Copy out every one of the lines below, word for word, without changing anything.
— START Data records —
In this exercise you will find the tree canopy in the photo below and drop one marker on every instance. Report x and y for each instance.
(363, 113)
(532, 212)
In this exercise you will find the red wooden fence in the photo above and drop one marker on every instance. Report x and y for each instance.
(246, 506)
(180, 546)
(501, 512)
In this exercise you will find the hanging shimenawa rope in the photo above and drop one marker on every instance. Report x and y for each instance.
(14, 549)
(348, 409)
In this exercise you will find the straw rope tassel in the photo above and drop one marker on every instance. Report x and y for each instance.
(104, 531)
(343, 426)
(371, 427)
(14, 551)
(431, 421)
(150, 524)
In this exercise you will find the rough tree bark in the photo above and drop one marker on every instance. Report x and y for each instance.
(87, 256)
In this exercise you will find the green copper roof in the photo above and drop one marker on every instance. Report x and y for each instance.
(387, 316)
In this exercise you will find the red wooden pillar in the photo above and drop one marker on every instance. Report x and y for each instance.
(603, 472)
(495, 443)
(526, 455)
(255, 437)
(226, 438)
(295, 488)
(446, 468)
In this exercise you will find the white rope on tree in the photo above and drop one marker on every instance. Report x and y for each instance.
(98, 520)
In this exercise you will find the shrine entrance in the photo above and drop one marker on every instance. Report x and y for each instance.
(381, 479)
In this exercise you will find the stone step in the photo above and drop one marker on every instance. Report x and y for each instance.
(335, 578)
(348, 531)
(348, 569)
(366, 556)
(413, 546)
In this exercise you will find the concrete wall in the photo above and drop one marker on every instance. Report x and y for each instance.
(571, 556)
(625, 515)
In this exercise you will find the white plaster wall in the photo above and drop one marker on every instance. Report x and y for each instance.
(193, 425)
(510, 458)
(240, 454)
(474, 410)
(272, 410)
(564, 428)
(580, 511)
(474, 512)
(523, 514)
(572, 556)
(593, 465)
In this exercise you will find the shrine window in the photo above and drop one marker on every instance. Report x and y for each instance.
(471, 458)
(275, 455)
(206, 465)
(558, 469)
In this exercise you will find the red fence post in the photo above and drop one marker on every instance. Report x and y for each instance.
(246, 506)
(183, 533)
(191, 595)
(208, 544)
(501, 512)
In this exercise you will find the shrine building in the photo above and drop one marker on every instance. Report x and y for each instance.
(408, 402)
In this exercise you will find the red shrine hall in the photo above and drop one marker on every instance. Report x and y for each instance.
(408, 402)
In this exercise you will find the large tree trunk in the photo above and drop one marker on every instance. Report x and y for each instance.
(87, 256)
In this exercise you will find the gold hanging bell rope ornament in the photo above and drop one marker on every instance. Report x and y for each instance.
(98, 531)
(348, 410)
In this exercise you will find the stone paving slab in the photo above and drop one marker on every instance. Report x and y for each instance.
— END Data records —
#### Solved exercise:
In this exercise you will find the tree canopy in the photo below and drop one marker on every instance. Report x and y for each instance.
(363, 113)
(532, 212)
In this exercise you will find the red wooden fence in the photo above and drop one marker on every instance. Report x and y for each instance.
(246, 506)
(180, 546)
(501, 512)
In this exercise you will find the hanging shimenawa rope in the photo above and drop one marker on every instance. Report x and y for each instance.
(14, 549)
(348, 409)
In this exercise you will find the straw rope tassel in the photo above and drop one marker on every instance. Report x and y for each instance.
(104, 531)
(343, 426)
(371, 427)
(14, 551)
(431, 421)
(150, 524)
In this exercise you will find the rough tree bark in the photo above and drop one marker on every instance. Report x and y for each instance.
(87, 256)
In this exercise you will find the green copper roof in the photo above and drop one marker on every instance. Report x and y for each instance.
(387, 316)
In this exercise you will find the red wooden pillar in the photo above and drop one marker on every instance. Report x and y for each instance.
(603, 472)
(495, 443)
(526, 455)
(255, 437)
(226, 438)
(295, 488)
(446, 468)
In this exercise you will find the white rope on tree in the photo above and drop one marker on every instance. Report x and y for each instance.
(98, 520)
In this exercise you will find the shrine entrance in the photo above and drop one marker on every instance. Report x and y for each instance.
(381, 479)
In this exercise you will find the stone step in the photo above and drop one marker on every instance. Report x and y for each instance.
(335, 578)
(348, 531)
(348, 569)
(366, 556)
(413, 546)
In this exercise you will find the concrete wall in the photo above and drop one marker on every instance. Report x and y for each instance.
(571, 556)
(625, 515)
In this exercise you will find the white plaster wall in the photo above and drop one marker on every instance. Report x and y for each instance.
(193, 425)
(510, 458)
(240, 454)
(474, 410)
(272, 410)
(564, 428)
(580, 511)
(474, 512)
(523, 514)
(572, 556)
(593, 465)
In this exercise you will find the shrine window in the photo above and drop one marker on every instance. Report x and y for each instance.
(471, 458)
(275, 455)
(206, 465)
(558, 469)
In this exercise you will find the red fence post in the photo above and drop one marker on every instance. Report x and y for each instance.
(246, 506)
(183, 533)
(191, 595)
(208, 544)
(501, 512)
In this exercise you will find the shrine building in the photo above and drop one marker on every instance. Report x and y for each instance.
(408, 402)
In this exercise you will find the red shrine hall in the photo above and drop one marker on every instance. Report x and y for each instance.
(408, 402)
In this exercise you will find the large tree trunk in the photo above and drop one marker on every instance. Report x and y for each instance.
(87, 256)
In this exercise you will find the gold hanging bell rope ornament in the photo above and drop one marker on every instance. Report x and y for each instance.
(98, 531)
(348, 410)
In this exercise you will find the stone paving slab in the photo above and drop one marker on every instance. Report x and y for each instance.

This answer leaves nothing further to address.